Work to be completed:
Can you reproduce, word for word, everything in the dry socket article from "Avoiding Dry Socket" down to "your mouth clean."?

── Exercise text ──

Avoiding Dry Socket After An ExtractionJuly 1, 2018
Extracting a tooth, or multiple teeth, is a dental process that generally goes smoothly and without many complications. However, one complication, called dry socket, is one you need to be aware of after a tooth extraction. Dry socket is when the blood clot, left behind to protect the hole in your mouth the tooth left behind, is dislodged or removed in some way. The hole then reveals nerves and bone and easily becomes infected. At worst, you may suffer severe pain that can spread up to your ear. Dry socket is somewhat more common in those who have had their wisdom teeth extracted. Fear not — dry socket can be avoided if you follow your dentist’s instructions carefully and keep the holes in your mouth clean.
Rinse With Salt Water
Sometimes after tooth extractions, and generally after wisdom teeth extractions, your dentist will recommend that you rinse your mouth gently with salt water after every meal. Do not neglect to do this, because salt water is an important healing source and will remove excess food that may have been caught in the holes. Dentists also recommend that you eat soft food, like applesauce and yogurt, for a day or two to avoid getting hard food stuck in the sockets.
Avoid Straws and Hard Brushing
The act of sucking through a straw when you have sockets that are healing can damage the sockets. The stitches in the holes may be pulled out, along with a clot. So when you enjoy your milkshake after your procedure, remember to eat it with a spoon. Additionally, when you brush your teeth, avoid brushing the sockets. That action can irritate the gums and the brushing movement can damage the clot and stitches.
Resting after a tooth extraction, especially wisdom teeth, is strongly advised for the first day or two. Rigorous exercise can dislodge the clot and result in dry socket. With wisdom teeth extraction, keep the gauze in your mouth to absorb excess bleeding and wait for it to end before undertaking any serious activity.
Dry socket is an unpleasant side effect from tooth extraction, but does not usually cause permanent damage. However, dry socket is easily avoided if you are vigilant about taking care of your mouth during your recovery process. Make an appointment if you see white in your sockets — that means bone may be exposed. Overall, always listen to your dentist’s recommendations!

───
── Data section ──

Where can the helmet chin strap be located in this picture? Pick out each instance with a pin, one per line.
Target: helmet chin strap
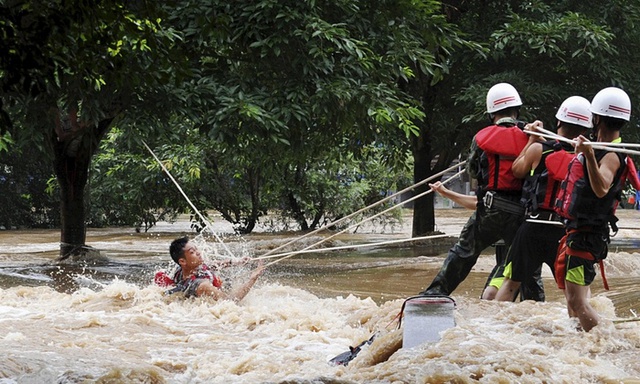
(596, 123)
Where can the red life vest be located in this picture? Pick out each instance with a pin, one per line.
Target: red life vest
(541, 187)
(500, 146)
(577, 202)
(162, 279)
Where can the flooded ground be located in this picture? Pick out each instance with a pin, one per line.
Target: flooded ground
(106, 322)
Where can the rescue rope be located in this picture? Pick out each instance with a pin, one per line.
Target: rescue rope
(367, 219)
(205, 221)
(397, 241)
(612, 147)
(430, 178)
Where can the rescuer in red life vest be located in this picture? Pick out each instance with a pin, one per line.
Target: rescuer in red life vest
(195, 278)
(543, 165)
(498, 212)
(590, 195)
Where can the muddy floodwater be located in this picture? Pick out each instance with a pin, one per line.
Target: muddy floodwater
(105, 321)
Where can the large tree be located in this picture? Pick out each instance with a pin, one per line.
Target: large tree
(68, 70)
(548, 50)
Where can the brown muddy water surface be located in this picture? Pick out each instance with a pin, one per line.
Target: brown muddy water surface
(106, 321)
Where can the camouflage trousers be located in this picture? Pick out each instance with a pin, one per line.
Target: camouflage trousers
(484, 228)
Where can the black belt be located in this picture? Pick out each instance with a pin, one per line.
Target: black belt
(544, 216)
(492, 200)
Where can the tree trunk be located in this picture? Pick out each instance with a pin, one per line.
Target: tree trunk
(423, 212)
(72, 170)
(74, 145)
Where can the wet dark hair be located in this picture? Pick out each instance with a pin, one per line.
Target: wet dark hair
(573, 130)
(176, 249)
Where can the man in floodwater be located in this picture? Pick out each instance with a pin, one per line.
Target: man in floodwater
(195, 278)
(498, 212)
(591, 192)
(543, 165)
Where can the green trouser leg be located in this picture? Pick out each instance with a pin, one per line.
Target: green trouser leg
(454, 270)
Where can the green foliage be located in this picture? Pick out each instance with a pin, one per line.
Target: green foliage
(129, 188)
(23, 201)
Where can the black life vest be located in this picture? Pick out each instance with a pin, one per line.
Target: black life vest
(542, 185)
(577, 202)
(500, 146)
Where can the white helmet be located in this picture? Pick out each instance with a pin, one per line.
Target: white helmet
(501, 96)
(575, 110)
(612, 102)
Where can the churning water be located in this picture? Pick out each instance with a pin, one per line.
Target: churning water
(106, 322)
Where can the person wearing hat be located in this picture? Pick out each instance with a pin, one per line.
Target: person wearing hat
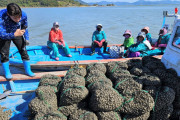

───

Solution to the exercise:
Avoiding Dry Socket After An ExtractionJuly 1, 2018
Extracting a tooth, or multiple teeth, is a dental process that generally goes smoothly and without many complications. However, one complication, called dry socket, is one you need to be aware of after a tooth extraction. Dry socket is when the blood clot, left behind to protect the hole in your mouth the tooth left behind, is dislodged or removed in some way. The hole then reveals nerves and bone and easily becomes infected. At worst, you may suffer severe pain that can spread up to your ear. Dry socket is somewhat more common in those who have had their wisdom teeth extracted. Fear not — dry socket can be avoided if you follow your dentist’s instructions carefully and keep the holes in your mouth clean.